◆ EXCERPT TO READ:
○ ○ ○ ○ ○

One consequence of this mechanism of separation is that when the sample matrix does not contain the surfactant, the analyte will preconcentrate as it interacts with the micelle in the BGE. This phenomenon has been referred to as sweeping or stacking. There has been some debate in the literature as to whether or not sweeping or stacking represents different preconcentration mechanisms or that they are the same mechanism just implemented in a different region of the parameter space. Ultimately, the key to both methods is that the analyte experiences a change in velocity as it interacts with the surfactant micelle. This event is often referred to as velocity induced stacking.

One can consider this mechanism of stacking as monodirectional, that is to say, the preconcentration occurs at one boundary between the SM and the BGE and the extent of preconcentration is only dependent on the affinity of the analyte for the micelle. There are several examples of preconcentration, while there are many different ways to identify a given preconcentration technique, arguably the key features necessary to understand a given mode are 1) the magnitude/direction of EOF, 2) the nature of the discontinuity between the SM and BGE, and 3) the net charge of the surfactant micelle. For the purposes of this discussion only examples of preconcentration/separation with anionic surfactant micelles are used. All examples contained herein would apply to any anionic electrokinetic vector.

MEKC preconcentration and separation can be loosely classified as occurring under 1) high

EOF conditions or 2) low EOF conditions. Under the first condition, high EOF, all ions (cations and anions) move from the (+) electrode to the (−) electrode. When a discrete plug of SM containing analyte is injected into the capillary and a potential is applied, two things occur. Surfactant micelles begin to preconcentrate at the SM/BGE boundary closest to the detector (outlet side of the sample plug). This micelle preconcentration is considered a transient isotachophoretic event and is dependent upon the relative conductivity length of the sample plug. At the same time, analyte moves with the velocity of EOF into that stacking micelle boundary and preconcentrates due to the interaction with the micelle. The analytes with the highest affinity for the micelle preconcentrate the most and reach the detector late in the separation. Those with a low affinity for the micelle preconcentrate the least and reach the detector early in the separation. Ultimately, all components of the SM pass the detector and the separation window is defined as the time it takes EOF to reach the detector on one side and the time it takes for the SM/BGE outlet side boundary to reach the detector as the other side.

○ ○ ○ ○ ○

◆ RECORDS FOR THIS TASK:
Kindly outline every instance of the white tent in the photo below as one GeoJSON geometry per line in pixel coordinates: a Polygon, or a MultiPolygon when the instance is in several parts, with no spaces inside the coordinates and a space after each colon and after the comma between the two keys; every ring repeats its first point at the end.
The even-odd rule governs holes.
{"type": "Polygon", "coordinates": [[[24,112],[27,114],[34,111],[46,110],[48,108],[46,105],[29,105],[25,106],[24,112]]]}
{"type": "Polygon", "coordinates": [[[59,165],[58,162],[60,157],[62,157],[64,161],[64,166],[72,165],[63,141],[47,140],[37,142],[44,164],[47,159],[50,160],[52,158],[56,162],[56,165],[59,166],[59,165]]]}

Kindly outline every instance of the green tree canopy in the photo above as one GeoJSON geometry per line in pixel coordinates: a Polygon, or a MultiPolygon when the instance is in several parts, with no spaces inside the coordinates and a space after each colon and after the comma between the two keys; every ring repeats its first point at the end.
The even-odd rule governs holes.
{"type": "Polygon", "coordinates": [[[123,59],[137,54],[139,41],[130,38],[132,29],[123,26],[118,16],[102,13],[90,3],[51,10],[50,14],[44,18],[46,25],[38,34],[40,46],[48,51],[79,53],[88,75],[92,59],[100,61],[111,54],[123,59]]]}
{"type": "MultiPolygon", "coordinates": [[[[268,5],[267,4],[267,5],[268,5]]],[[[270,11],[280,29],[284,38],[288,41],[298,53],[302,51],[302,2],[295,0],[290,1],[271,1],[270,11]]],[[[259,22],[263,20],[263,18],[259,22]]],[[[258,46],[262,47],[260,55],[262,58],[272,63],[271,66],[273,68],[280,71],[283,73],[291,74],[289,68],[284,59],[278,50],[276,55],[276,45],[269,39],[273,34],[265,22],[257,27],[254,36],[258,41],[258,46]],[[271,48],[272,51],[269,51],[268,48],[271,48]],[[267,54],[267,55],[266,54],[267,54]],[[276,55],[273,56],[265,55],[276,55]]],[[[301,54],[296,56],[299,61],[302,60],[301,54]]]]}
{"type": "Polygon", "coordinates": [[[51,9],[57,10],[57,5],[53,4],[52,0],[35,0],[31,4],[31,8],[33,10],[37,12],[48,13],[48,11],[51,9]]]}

○ ○ ○ ○ ○

◆ SET OF TASKS:
- A) The excerpt on micellar preconcentration names the key features needed to understand a given preconcentration mode. List every one of them.
- B) Identify each line of the entries that contains the string "inside" and copy those lines.

◆ EXPECTED ANSWERS:
- A)
1) The magnitude/direction of EOF
2) The nature of the discontinuity between the SM and BGE
3) The net charge of the surfactant micelle

- B)
Kindly outline every instance of the white tent in the photo below as one GeoJSON geometry per line in pixel coordinates: a Polygon, or a MultiPolygon when the instance is in several parts, with no spaces inside the coordinates and a space after each colon and after the comma between the two keys; every ring repeats its first point at the end.
Kindly outline every instance of the green tree canopy in the photo above as one GeoJSON geometry per line in pixel coordinates: a Polygon, or a MultiPolygon when the instance is in several parts, with no spaces inside the coordinates and a space after each colon and after the comma between the two keys; every ring repeats its first point at the end.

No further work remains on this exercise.